Write out, as an exact transcription, the line that has "any white building" and each line after it through the end of the data below.

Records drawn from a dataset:
##########

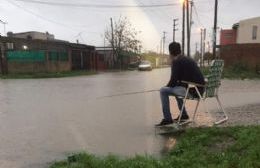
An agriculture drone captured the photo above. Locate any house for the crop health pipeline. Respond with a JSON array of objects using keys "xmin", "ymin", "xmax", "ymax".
[
  {"xmin": 95, "ymin": 47, "xmax": 114, "ymax": 69},
  {"xmin": 0, "ymin": 31, "xmax": 98, "ymax": 74},
  {"xmin": 219, "ymin": 17, "xmax": 260, "ymax": 71},
  {"xmin": 237, "ymin": 17, "xmax": 260, "ymax": 43},
  {"xmin": 7, "ymin": 31, "xmax": 55, "ymax": 41},
  {"xmin": 70, "ymin": 43, "xmax": 96, "ymax": 71},
  {"xmin": 220, "ymin": 17, "xmax": 260, "ymax": 45}
]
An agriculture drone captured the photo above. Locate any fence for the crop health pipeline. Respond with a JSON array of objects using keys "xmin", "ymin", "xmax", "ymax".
[
  {"xmin": 7, "ymin": 50, "xmax": 45, "ymax": 62},
  {"xmin": 220, "ymin": 44, "xmax": 260, "ymax": 71},
  {"xmin": 6, "ymin": 50, "xmax": 71, "ymax": 73}
]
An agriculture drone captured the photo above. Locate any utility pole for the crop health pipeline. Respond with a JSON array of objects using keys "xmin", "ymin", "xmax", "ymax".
[
  {"xmin": 0, "ymin": 20, "xmax": 7, "ymax": 36},
  {"xmin": 200, "ymin": 28, "xmax": 203, "ymax": 67},
  {"xmin": 182, "ymin": 0, "xmax": 185, "ymax": 55},
  {"xmin": 186, "ymin": 0, "xmax": 190, "ymax": 57},
  {"xmin": 162, "ymin": 31, "xmax": 166, "ymax": 56},
  {"xmin": 189, "ymin": 0, "xmax": 193, "ymax": 55},
  {"xmin": 159, "ymin": 38, "xmax": 162, "ymax": 55},
  {"xmin": 0, "ymin": 42, "xmax": 6, "ymax": 74},
  {"xmin": 207, "ymin": 41, "xmax": 211, "ymax": 65},
  {"xmin": 173, "ymin": 18, "xmax": 178, "ymax": 42},
  {"xmin": 0, "ymin": 42, "xmax": 3, "ymax": 74},
  {"xmin": 190, "ymin": 1, "xmax": 193, "ymax": 30},
  {"xmin": 207, "ymin": 41, "xmax": 210, "ymax": 52},
  {"xmin": 110, "ymin": 18, "xmax": 115, "ymax": 65},
  {"xmin": 213, "ymin": 0, "xmax": 218, "ymax": 59},
  {"xmin": 195, "ymin": 42, "xmax": 198, "ymax": 62},
  {"xmin": 203, "ymin": 28, "xmax": 206, "ymax": 67}
]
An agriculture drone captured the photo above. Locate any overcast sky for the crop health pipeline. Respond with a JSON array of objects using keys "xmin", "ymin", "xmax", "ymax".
[{"xmin": 1, "ymin": 0, "xmax": 260, "ymax": 54}]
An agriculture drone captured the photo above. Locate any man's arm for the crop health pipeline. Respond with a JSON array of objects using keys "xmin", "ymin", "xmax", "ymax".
[{"xmin": 166, "ymin": 61, "xmax": 180, "ymax": 87}]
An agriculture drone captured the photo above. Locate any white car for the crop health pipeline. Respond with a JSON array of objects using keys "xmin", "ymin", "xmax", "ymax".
[{"xmin": 138, "ymin": 60, "xmax": 152, "ymax": 71}]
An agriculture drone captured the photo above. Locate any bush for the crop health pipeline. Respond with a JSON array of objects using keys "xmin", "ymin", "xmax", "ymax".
[{"xmin": 230, "ymin": 62, "xmax": 249, "ymax": 73}]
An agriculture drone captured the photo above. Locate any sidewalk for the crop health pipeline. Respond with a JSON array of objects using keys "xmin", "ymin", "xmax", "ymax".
[{"xmin": 187, "ymin": 79, "xmax": 260, "ymax": 126}]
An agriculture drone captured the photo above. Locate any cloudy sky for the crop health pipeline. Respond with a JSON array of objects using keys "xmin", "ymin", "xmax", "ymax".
[{"xmin": 0, "ymin": 0, "xmax": 260, "ymax": 54}]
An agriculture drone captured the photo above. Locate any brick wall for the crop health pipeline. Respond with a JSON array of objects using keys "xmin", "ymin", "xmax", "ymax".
[
  {"xmin": 220, "ymin": 29, "xmax": 237, "ymax": 45},
  {"xmin": 7, "ymin": 62, "xmax": 46, "ymax": 73},
  {"xmin": 7, "ymin": 54, "xmax": 71, "ymax": 73},
  {"xmin": 220, "ymin": 44, "xmax": 260, "ymax": 71}
]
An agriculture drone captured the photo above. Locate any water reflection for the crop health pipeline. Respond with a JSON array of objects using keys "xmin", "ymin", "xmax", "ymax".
[
  {"xmin": 1, "ymin": 70, "xmax": 260, "ymax": 168},
  {"xmin": 0, "ymin": 69, "xmax": 175, "ymax": 168}
]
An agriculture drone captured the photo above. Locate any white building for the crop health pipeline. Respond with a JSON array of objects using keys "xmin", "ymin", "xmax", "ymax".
[
  {"xmin": 7, "ymin": 31, "xmax": 55, "ymax": 40},
  {"xmin": 237, "ymin": 16, "xmax": 260, "ymax": 43}
]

##########

_TASK RESPONSE_
An agriculture drone captured the photo above. Locate any white building for the crop health pipeline. Respond with a JSON array of objects using keys "xmin", "ymin", "xmax", "ymax".
[
  {"xmin": 7, "ymin": 31, "xmax": 55, "ymax": 40},
  {"xmin": 237, "ymin": 16, "xmax": 260, "ymax": 43}
]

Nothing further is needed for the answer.